* **TASKS TO CARRY OUT**:
• A. Copy the passage about the weekend in Vancouver word for word, from "I drank plenty" to "and immensely satisfying.".
• B. Continue the personal essay about the Vancouver weekend and Vegan Fest, picking up right after its last sentence.

* **EXTRACT TO READ**:
The only time I hopped on the ferry to head into Vancouver was during Gay Pride weekend.  But I was drawn to tie-dye instead of rainbows.  Rather than having lewdly gyrating wannabe go-go boys make me question my sexuality—this is gay?!—I proudly meandered around a single block on downtown’s Granville Street to experience Vegan Fest.  (Thankfully, it wasn’t a bunch of nose-pierced disciples in Birkenstocks singing “Kumbaya”.  I ate a vegan donut, ordered a vegan bacon cheeseburger from a food cart and that was the extent of it.  Not a single gay sighting.)

I drank plenty of coffee in local cafés, but I didn’t have to invest in meaningless banter; instead, I got busy on several writing projects.  The time proved productive and immensely satisfying.

I needed the break.  My last internet-generated date back in June was a snoozer that, looking back, I only half-heartedly showed up for.  I initiated the online communication, I clung to faint hope, but I quickly tossed it aside within the first few minutes of meeting face-to-face.

* **EXTRACTED ENTRIES**:
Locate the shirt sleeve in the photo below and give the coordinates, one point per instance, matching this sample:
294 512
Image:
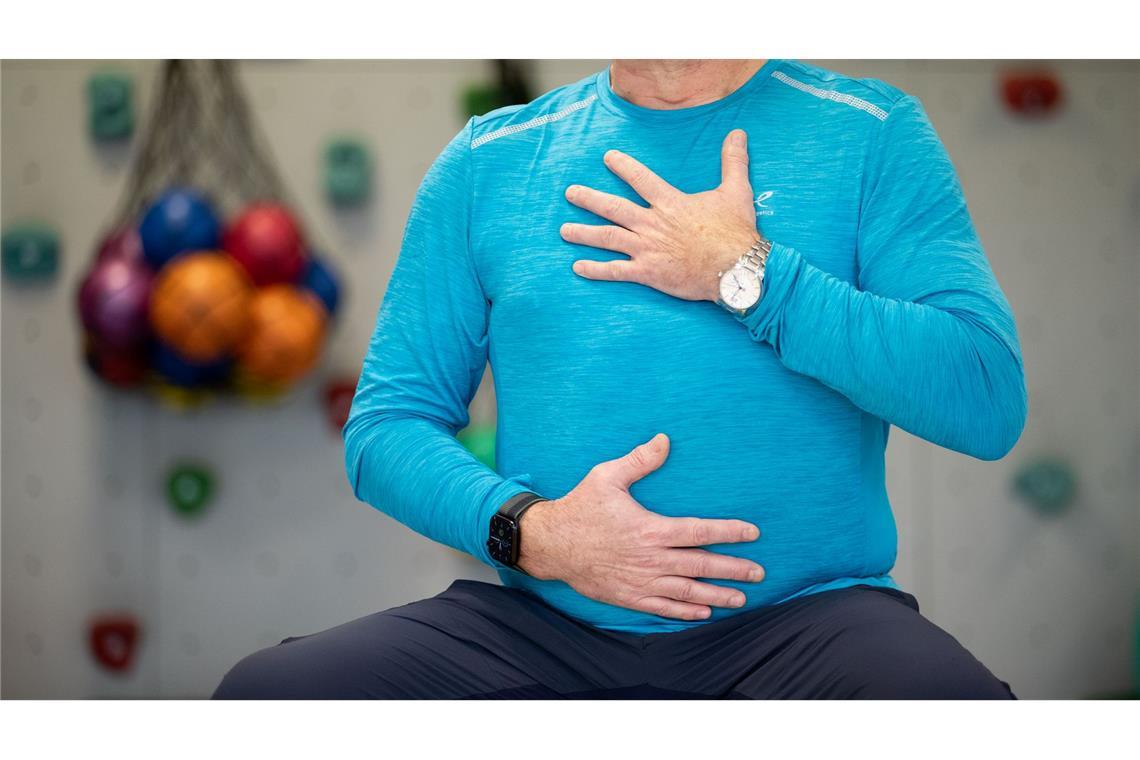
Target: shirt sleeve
424 362
926 338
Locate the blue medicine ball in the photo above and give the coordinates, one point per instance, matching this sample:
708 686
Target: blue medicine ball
179 372
320 278
180 220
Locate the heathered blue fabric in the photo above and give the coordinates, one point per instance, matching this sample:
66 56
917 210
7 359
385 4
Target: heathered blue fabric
879 309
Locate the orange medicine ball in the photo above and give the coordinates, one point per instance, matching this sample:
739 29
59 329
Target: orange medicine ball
201 305
286 332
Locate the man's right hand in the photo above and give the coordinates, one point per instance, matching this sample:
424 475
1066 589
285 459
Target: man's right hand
610 548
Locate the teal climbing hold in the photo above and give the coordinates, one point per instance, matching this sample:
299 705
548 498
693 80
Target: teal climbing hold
31 253
111 106
480 441
1048 484
348 172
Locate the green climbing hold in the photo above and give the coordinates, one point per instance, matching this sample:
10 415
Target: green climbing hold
111 109
348 172
189 489
480 441
481 98
1047 483
31 253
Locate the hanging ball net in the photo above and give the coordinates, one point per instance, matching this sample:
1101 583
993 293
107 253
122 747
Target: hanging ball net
205 282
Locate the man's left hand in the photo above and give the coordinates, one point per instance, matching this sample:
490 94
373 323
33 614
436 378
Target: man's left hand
682 242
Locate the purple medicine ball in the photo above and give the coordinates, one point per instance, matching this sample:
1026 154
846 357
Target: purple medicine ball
113 302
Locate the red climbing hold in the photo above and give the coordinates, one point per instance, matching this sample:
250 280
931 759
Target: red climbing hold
113 639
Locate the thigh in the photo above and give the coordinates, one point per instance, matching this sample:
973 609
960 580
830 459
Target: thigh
856 643
472 640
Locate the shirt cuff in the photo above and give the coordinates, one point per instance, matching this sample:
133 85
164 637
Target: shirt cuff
496 498
779 276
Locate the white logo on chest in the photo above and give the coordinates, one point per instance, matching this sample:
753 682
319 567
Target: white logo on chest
762 209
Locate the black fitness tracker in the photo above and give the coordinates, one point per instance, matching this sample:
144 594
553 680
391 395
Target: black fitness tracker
504 539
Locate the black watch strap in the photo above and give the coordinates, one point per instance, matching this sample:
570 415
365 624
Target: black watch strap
519 504
505 539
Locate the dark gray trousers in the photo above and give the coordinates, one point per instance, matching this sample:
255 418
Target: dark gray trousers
488 642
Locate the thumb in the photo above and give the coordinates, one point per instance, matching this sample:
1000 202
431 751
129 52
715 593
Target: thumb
641 462
734 160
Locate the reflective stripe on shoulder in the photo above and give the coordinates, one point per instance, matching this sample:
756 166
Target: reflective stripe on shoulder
538 121
831 95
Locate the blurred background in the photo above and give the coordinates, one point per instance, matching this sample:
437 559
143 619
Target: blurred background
173 499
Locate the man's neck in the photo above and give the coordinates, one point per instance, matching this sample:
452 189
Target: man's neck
678 83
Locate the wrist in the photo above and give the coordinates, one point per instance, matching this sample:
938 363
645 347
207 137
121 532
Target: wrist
537 540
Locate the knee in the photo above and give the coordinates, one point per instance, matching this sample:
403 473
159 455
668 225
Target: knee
961 679
254 677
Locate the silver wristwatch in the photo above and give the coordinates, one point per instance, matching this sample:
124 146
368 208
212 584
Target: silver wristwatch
742 286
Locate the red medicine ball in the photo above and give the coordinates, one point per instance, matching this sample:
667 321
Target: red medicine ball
266 240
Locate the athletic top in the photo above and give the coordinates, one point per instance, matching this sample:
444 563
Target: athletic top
879 309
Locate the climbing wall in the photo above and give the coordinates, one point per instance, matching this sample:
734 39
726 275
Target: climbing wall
1047 602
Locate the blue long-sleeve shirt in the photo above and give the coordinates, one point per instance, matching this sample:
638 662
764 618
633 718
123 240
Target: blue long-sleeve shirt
879 309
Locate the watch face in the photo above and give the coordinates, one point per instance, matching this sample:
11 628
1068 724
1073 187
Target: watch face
740 288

* **RESULTS OF THE TASKS**:
• A.
I drank plenty of coffee in local cafés, but I didn’t have to invest in meaningless banter; instead, I got busy on several writing projects.  The time proved productive and immensely satisfying.

• B.
For the past two months, I have not messaged anyone.  In early July, I received a few messages from some persistent men in their sixties and I wondered if forty-seven-year-olds qualified for sugar daddies.  What was it about me that appealed to an older demographic?  The pendulum shifted In recent weeks as a twenty-year-old and a twenty-two-year-old have sought replies.  One put a lot of thought into his message.  “Hey.”  That’s all.  Is this what the texting generation considers communication?  The other guy sent two messages, two minutes apart.  The first message was fine, but the follow-up fretted, “I do hope you won’t ignore me.”  Oh, I might have shown my own neurotic stalker persona at that age.  Mercifully, communication wasn’t so instantaneous!

I started commuting back to work midway through last week and things have returned to full-time this week.  However, I do not plan to initiate any dating feelers until I get a solid bite on my house.  I have lowered the price three times this summer and I am determined to do what it takes to be gone by December 1.  I want to regain a semblance of balance during the months when I work long hours.  I want to avoid the return of raccoon eyes. 

I do have a date set for tomorrow with a guy that messaged me who is only eight years younger.  I trust that he will not refer to a Jonas brother or The Andrews Sisters during coffee so that’s a solid start.  He lives in Langley—another place out of the gay way—so I decided to meet him at a charming bookstore in historic Fort Langley.  If nothing else, it will be a lovely destination.  Am I ready to chitchat with a stranger again?  Not sure, but this is a chance to get my feet wet again before the rains return me to a soggy state once more.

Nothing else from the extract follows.